### WHAT THE EXERCISE ASKS
Restate word for word the lines from the one containing "You are given a photograph. For the gray wolf" through the end of the listing below, with both ends included.

Data extracted from a collection
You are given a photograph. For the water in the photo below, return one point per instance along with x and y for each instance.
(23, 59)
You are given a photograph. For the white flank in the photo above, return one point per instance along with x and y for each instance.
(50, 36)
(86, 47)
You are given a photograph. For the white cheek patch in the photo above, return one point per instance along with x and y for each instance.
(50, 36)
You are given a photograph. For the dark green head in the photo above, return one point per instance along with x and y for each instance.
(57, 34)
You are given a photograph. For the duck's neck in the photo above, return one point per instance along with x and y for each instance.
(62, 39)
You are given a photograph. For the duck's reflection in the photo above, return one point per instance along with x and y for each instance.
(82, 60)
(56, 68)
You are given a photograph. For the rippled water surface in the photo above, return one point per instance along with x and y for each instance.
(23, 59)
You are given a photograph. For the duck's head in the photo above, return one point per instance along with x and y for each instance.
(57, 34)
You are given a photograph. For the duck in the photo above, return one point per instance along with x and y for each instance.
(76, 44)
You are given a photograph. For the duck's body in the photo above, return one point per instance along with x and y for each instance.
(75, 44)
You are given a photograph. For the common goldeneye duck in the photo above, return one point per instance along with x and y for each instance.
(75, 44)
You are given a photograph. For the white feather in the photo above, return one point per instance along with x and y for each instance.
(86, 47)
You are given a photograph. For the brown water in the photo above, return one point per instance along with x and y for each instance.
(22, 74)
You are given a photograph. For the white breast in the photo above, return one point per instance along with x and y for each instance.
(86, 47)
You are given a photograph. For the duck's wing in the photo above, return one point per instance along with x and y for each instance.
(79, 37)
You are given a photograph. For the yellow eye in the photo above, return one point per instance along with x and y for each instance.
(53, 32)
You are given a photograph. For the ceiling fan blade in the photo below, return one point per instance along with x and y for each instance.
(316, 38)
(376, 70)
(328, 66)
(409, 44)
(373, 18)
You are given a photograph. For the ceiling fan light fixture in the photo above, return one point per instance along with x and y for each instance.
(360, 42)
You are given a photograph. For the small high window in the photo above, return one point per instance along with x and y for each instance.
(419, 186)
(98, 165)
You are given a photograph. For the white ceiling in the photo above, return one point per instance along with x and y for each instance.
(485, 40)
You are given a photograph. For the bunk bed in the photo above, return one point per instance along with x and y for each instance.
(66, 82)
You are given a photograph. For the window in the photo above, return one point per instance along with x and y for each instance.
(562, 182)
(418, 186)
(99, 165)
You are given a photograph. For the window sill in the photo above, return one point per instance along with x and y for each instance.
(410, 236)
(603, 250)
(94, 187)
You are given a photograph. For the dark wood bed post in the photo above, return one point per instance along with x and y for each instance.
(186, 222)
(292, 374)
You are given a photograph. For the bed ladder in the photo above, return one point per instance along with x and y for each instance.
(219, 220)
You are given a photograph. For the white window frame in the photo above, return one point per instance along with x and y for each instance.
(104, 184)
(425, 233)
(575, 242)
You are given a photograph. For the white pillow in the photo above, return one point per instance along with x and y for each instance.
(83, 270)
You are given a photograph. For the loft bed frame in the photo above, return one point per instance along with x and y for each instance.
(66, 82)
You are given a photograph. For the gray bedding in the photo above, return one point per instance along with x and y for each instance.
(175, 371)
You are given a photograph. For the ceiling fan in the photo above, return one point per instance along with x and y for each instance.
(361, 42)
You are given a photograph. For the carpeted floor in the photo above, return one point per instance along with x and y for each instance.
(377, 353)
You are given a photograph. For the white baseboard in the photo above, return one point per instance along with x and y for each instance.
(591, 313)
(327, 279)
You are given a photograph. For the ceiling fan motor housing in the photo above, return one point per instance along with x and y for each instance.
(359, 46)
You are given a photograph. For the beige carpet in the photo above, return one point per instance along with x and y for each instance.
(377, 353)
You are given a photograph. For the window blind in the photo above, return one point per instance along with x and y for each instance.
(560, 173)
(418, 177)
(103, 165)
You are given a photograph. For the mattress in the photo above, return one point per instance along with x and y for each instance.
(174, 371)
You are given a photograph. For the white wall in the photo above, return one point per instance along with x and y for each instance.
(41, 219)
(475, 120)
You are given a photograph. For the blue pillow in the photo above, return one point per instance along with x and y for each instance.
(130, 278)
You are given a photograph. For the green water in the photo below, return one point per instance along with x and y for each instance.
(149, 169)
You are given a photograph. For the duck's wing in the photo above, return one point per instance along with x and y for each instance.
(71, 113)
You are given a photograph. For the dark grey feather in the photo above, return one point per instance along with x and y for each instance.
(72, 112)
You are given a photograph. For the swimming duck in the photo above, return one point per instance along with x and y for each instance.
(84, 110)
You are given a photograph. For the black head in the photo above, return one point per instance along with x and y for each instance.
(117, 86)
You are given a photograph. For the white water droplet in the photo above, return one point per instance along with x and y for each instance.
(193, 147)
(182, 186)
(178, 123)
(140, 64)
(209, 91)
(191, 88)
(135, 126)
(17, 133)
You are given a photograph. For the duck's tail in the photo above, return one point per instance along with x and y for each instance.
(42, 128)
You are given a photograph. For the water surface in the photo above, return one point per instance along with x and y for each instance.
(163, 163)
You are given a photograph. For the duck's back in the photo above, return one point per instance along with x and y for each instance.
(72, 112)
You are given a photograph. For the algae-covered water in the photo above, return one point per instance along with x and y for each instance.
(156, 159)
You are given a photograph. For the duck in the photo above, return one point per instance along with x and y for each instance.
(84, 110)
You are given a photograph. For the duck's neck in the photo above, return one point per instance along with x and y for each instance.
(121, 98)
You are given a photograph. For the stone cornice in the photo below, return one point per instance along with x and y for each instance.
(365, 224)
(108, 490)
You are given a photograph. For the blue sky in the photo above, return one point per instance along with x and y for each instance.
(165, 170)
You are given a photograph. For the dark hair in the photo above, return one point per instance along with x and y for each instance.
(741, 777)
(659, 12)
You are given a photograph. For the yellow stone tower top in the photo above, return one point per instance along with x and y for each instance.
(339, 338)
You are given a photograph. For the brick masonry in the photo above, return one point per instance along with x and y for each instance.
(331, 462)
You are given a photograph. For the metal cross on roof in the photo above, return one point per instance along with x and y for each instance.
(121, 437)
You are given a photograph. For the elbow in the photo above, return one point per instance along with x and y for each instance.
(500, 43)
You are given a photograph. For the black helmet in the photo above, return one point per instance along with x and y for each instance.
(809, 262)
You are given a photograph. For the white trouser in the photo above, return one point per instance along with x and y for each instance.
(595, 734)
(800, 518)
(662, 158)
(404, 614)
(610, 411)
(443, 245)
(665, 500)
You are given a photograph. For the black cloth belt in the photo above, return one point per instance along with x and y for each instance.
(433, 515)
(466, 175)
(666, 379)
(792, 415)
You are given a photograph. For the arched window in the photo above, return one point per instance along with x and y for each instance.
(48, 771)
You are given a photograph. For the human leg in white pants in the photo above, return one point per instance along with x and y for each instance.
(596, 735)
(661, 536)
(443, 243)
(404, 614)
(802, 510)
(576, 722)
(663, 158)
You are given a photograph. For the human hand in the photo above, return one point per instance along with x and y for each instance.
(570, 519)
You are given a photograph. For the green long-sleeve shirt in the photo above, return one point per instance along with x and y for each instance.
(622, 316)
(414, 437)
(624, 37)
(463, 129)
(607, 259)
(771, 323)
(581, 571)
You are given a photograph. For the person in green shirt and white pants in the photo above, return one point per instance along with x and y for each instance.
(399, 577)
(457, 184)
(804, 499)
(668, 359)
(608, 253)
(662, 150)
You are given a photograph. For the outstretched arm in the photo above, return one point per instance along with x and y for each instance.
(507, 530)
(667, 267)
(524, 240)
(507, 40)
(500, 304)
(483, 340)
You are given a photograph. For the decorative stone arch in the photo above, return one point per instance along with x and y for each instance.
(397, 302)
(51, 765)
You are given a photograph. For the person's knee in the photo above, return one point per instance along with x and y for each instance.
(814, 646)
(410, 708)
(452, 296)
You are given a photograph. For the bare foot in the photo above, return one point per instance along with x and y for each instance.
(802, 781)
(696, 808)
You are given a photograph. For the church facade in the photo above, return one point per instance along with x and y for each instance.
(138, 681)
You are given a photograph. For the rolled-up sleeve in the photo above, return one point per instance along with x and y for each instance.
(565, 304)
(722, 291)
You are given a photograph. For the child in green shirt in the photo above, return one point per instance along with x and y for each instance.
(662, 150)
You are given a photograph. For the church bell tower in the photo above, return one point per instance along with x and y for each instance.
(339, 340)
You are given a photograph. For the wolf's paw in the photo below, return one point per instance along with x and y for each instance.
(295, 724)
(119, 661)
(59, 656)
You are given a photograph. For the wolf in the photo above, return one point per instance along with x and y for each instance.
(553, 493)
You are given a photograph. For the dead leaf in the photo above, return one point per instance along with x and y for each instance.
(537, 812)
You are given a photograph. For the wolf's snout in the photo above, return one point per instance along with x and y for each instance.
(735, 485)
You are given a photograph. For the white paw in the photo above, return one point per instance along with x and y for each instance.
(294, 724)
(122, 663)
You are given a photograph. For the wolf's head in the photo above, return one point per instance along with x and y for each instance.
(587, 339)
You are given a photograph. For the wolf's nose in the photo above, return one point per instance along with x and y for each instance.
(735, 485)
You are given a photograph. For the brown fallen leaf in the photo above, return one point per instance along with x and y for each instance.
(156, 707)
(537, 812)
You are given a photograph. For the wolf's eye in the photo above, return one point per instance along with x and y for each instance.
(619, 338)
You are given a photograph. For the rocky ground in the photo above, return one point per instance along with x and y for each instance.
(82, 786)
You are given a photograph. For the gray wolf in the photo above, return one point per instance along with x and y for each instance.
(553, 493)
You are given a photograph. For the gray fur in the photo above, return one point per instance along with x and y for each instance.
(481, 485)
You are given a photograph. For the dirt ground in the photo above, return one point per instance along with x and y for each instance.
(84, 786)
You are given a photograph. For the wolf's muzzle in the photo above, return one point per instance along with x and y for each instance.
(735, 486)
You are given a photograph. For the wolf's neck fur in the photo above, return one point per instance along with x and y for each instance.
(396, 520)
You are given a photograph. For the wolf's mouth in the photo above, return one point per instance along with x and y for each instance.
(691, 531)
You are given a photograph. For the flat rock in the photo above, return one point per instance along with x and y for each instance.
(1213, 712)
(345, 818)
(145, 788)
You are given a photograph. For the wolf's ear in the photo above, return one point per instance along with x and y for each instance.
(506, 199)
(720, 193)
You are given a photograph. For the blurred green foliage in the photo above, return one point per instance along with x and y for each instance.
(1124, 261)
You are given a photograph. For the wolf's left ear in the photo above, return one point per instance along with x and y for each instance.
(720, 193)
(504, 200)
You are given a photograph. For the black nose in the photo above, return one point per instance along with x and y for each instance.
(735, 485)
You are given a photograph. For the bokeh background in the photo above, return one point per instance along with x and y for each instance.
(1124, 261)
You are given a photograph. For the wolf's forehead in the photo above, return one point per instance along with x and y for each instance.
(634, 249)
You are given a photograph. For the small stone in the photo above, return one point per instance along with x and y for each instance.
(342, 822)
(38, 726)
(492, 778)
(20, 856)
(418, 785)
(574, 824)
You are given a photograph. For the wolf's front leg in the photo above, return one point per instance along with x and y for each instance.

### RESPONSE
You are given a photograph. For the gray wolf in the photo above, return one point per instance along with x and y for each instance.
(553, 493)
You are given a photograph. For the gray fur in the photo above, return one point per instance along with x and y for each instance.
(481, 485)
You are given a photograph. For the dirt ground in the photo above, return one point per instance along with x and y for each instance.
(84, 786)
You are given a photograph. For the wolf's muzzle in the photo above, return one point per instance along with x and y for each instance.
(735, 486)
You are given a photograph. For the wolf's neck fur in the photo above, return one point per instance along with x and y for each instance.
(396, 520)
You are given a photograph. For the wolf's mouth in the photo above, return one point per instance along with x and y for each instance.
(691, 531)
You are given a photograph. For the flat rock in the photo above, return one point per instance along with x and y for each instance.
(1213, 712)
(345, 818)
(145, 788)
You are given a photograph. For the wolf's ear in the photo above, return one point per instance along with x and y for each instance.
(506, 199)
(720, 193)
You are given a photograph. For the blurred green foliage in the photo above, return one point per instance along with x and y for each instance.
(1124, 261)
You are given a photograph. For the wolf's left ear in the photo above, return one point per instance along with x and y for each instance.
(720, 193)
(504, 200)
You are given a photograph. For the black nose in the photo above, return one point per instance along with x and y for each instance.
(735, 485)
You are given a photograph. For the bokeh background in the photo above, return one point per instance along with x and y for each instance.
(1124, 261)
You are given a photograph. For the wolf's forehead in the photo above, return one point per instance along with x and y for each instance.
(634, 249)
You are given a photograph. For the small stone in the photo above, return one point per instance along with x and y for each instance.
(342, 822)
(38, 726)
(492, 778)
(20, 856)
(418, 785)
(574, 824)
You are given a photograph. For the wolf's front leg in the photo above, return one point per instance along with x and y for each instance.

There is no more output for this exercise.